▶ [PROBLEM SET]
A. Answer these questions using the text on Film London:
(i) How many regional screen agencies are there in the United Kingdom?
(ii) What does Film London aim to ensure London has?
(iii) What does Film London invest in to develop talent and the competitiveness of the industry?
B. Reproduce the text on Film London word for word, from "Film London is London's" to "and its people.".

▶ [TEXT BLOCK]
Film London is London's film and media agency – sustaining, promoting and developing London as a major international film-making and film cultural capital. This includes all the screen industries based in London – film, television, video, commercials and new interactive media. Film London is one of nine regional screen agencies throughout the United Kingdom. The not-for-profit organisation is supported by the BFI and the Mayor of London.  Film London also receives significant support from Arts Council England London and ScreenSkills.

Aims and objectives
Film London aims to ensure London has a thriving film sector that enriches the capital's businesses and its people.

Film London's objectives are to:

 Grow the film industry in London
 Maximise investment in London through film
 Sustain London's film culture
 Promote London to the world through film
 Engage with audiences through the medium of story telling

Film London's strategic priorities are to:

 Maximise inward investment by maintaining and strengthening London's position as a film-friendly city
 Increase investment and boost employment in London's film sector by providing partnership funding for production, distribution and exhibition across all media
 Develop talent and the competitiveness of the industry by investing in training
 Maximise access to the capital's film culture by helping audiences to discover film in all its diversity.

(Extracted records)
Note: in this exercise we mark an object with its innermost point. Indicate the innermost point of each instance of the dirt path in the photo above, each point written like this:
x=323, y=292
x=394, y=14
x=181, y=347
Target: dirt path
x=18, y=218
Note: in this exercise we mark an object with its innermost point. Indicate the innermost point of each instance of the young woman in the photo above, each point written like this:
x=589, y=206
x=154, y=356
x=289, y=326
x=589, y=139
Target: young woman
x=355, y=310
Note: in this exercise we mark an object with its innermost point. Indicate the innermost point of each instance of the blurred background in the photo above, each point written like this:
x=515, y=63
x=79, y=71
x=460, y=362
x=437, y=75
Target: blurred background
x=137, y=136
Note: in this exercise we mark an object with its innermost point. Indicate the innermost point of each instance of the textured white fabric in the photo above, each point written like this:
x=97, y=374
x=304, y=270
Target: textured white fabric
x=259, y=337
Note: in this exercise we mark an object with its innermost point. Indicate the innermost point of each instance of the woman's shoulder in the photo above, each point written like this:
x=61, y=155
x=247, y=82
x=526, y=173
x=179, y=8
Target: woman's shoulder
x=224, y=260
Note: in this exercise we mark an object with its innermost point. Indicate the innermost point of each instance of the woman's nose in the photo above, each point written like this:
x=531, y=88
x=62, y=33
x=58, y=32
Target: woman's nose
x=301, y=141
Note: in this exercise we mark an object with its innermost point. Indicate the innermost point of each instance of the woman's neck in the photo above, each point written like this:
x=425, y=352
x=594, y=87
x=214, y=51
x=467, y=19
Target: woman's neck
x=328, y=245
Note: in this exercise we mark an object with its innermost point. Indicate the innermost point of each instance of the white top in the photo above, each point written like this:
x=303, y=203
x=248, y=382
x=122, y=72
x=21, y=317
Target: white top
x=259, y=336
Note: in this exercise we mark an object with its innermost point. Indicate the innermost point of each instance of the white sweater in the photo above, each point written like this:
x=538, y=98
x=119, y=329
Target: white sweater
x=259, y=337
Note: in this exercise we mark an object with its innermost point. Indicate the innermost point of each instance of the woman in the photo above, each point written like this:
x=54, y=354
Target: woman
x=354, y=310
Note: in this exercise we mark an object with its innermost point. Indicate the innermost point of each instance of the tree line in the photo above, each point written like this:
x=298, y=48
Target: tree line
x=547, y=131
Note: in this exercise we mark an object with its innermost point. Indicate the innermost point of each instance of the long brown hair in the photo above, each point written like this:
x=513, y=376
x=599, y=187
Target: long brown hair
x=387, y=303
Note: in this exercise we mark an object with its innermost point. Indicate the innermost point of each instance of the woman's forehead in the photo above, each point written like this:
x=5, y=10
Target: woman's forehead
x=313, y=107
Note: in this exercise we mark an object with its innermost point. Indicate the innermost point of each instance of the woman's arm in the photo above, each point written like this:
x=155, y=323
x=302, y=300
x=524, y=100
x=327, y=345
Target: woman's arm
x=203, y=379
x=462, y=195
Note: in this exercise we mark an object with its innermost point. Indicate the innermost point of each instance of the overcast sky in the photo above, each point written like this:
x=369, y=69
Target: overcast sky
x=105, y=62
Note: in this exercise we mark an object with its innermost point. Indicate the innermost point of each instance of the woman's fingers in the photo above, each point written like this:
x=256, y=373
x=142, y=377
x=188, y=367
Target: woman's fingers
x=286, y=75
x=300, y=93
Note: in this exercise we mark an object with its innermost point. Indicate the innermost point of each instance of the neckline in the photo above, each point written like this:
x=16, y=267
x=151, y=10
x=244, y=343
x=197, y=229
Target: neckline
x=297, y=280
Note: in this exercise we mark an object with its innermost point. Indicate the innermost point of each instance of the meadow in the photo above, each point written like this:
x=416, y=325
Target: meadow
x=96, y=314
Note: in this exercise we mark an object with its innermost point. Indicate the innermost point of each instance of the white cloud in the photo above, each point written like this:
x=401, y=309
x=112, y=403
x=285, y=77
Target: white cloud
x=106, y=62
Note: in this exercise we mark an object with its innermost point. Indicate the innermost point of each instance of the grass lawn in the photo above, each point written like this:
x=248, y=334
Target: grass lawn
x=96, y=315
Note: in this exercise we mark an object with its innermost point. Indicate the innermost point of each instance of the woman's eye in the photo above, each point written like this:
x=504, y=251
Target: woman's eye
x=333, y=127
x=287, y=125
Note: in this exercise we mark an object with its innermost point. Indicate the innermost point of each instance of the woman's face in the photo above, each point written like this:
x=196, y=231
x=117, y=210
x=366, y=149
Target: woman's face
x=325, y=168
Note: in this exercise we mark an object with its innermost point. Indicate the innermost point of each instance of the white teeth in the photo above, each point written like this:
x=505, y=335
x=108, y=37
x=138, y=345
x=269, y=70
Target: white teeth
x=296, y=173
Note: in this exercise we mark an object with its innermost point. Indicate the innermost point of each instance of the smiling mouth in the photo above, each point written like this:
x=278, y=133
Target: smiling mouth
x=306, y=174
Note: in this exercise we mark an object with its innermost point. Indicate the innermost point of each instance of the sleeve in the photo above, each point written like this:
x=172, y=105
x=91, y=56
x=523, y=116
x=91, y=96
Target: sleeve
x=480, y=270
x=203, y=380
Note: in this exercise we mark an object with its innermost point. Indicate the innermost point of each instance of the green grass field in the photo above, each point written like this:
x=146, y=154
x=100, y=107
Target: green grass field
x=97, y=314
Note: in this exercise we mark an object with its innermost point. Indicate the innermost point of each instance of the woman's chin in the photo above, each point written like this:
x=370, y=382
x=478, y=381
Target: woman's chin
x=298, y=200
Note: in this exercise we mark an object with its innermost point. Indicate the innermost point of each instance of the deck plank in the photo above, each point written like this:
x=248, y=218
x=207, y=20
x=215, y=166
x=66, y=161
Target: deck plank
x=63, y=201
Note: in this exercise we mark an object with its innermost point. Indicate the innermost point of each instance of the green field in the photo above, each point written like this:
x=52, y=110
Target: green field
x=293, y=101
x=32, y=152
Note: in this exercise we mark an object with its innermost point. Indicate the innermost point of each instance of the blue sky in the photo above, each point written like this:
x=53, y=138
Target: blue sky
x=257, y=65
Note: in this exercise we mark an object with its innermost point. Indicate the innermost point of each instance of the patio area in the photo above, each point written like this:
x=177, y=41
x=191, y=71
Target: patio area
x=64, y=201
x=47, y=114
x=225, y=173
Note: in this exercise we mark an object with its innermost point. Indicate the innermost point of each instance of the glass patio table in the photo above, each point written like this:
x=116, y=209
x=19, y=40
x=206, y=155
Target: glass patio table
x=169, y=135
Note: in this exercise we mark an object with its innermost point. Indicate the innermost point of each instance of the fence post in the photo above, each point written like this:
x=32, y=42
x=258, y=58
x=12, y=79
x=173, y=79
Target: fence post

▶ [TASK-BY-TASK OUTPUTS]
A.
(i) Nine.
(ii) A thriving film sector that enriches the capital's businesses and its people.
(iii) Training.

B.
Film London is London's film and media agency – sustaining, promoting and developing London as a major international film-making and film cultural capital. This includes all the screen industries based in London – film, television, video, commercials and new interactive media. Film London is one of nine regional screen agencies throughout the United Kingdom. The not-for-profit organisation is supported by the BFI and the Mayor of London.  Film London also receives significant support from Arts Council England London and ScreenSkills.

Aims and objectives
Film London aims to ensure London has a thriving film sector that enriches the capital's businesses and its people.